== Tekstfragment ==

Tevens was de volgende persoon aanwezig, deze is echter niet gehoord:
- mevrouw [verpleegkundige].
1.4
De officier van justitie is zoals hij reeds aangaf in zijn verzoek niet op de mondelinge behandeling verschenen en dus ook niet gehoord.

2.Verzoek

2.1
De officier van justitie verzoekt de rechtbank een machtiging tot voortzetting van de crisismaatregel voor betrokkene te verlenen.

3.Standpunten

3.1
Betrokkene verklaart dat zij het liefst naar huis wil. Zij slaapt niet goed in de instelling en de andere patiënten bezorgen haar stress. Verder wordt zij lastig gevallen door anderen zowel binnen de instelling als daarbuiten. Betrokkene is vanochtend fysiek vastgepakt door de hulpverlening van de instelling, waardoor zij last van haar rug heeft. Ook wil betrokkene geen medicatie innemen, omdat zij bijwerkingen ervaart. Gisteren is haar tong verlamd geraakt door de medicatie. Betrokkene geeft aan dat zij bij familie kan verblijven en dat haar vader bereid is haar op te halen.

===
== Gegevensuittreksels ==

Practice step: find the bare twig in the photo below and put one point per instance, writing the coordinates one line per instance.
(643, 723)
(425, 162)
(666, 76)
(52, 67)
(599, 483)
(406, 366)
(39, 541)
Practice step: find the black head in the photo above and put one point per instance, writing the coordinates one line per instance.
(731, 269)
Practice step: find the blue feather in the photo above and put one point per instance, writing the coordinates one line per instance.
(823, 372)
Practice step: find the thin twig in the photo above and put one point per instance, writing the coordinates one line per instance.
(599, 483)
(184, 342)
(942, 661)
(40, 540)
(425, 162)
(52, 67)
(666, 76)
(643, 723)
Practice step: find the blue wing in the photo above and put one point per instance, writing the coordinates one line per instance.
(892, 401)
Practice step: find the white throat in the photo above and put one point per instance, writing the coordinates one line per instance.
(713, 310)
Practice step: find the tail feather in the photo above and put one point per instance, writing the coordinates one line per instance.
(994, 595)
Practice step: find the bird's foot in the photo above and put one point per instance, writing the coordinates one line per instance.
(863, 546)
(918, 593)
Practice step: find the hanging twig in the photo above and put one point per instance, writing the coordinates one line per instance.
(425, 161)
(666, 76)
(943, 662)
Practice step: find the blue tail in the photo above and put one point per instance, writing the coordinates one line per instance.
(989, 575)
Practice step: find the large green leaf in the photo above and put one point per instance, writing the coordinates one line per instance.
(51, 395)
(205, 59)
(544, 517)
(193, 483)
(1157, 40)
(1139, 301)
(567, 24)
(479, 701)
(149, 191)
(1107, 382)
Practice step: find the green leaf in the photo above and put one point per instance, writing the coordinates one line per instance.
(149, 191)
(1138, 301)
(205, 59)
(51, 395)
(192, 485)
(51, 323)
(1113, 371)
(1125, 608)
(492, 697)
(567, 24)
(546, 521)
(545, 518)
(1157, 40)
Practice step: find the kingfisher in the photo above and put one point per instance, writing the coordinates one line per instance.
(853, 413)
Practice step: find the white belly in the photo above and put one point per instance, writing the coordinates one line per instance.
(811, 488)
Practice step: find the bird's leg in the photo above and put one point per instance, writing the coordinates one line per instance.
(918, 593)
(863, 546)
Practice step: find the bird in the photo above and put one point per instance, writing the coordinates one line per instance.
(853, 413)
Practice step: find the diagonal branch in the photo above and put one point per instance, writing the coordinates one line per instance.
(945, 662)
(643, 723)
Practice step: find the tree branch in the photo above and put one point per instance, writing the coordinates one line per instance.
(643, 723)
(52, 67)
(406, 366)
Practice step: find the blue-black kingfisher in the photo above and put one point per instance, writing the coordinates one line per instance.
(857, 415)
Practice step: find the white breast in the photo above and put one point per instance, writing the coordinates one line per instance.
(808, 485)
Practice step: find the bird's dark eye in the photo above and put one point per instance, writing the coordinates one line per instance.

===

• **Werkopdracht**
Zet het fragment over de crisismaatregel voort vanaf de zin over de vader die bereid is betrokkene op te halen. De gegevens doen hier niet ter zake.

• **Schriftelijk antwoord**
3.2
De psychiater geeft aan dat betrokkene is opgenomen naar aanleiding van een escalatie in de woonvorm waar zij woonachtig is. Hij geeft aan dat hij geen acuut psychiatrisch beeld ziet. Betrokkene heeft problematiek gelegen op de grens tussen volwassenen en kinderen. Hierdoor is de huidige afdeling waar zij verblijft niet geschikt. Zo lokt zij interacties uit op de afdeling wat zorgt voor escalaties en onrust. Het verblijf op de afdeling werkt dan ook contraproductief. Daarnaast is er op dit moment geen onmiddellijk dreigend ernstig nadeel. Dit kan anders zijn als zij terugkeert naar de groep maar betrokkene heeft aangegeven ook naar haar ouders te kunnen. Voortzetting van de crisismaatregel wordt gelet op het vorenstaande dan ook niet in het belang van betrokkene geacht.
3.3
De verpleegkundig specialist geeft aan dat betrokkene onrustig is op de afdeling en dat zij reageert op anderen waardoor escalaties ontstaan. Zo roept zij veel op haar kamer en dit zorg voor onrust binnen de afdeling. De bedoeling is dat in overleg met haar naasten afspraken worden gemaakt over wanneer betrokkene kan worden opgehaald en dat tot die tijd betrokkene vrijwillig op de afdeling verblijft.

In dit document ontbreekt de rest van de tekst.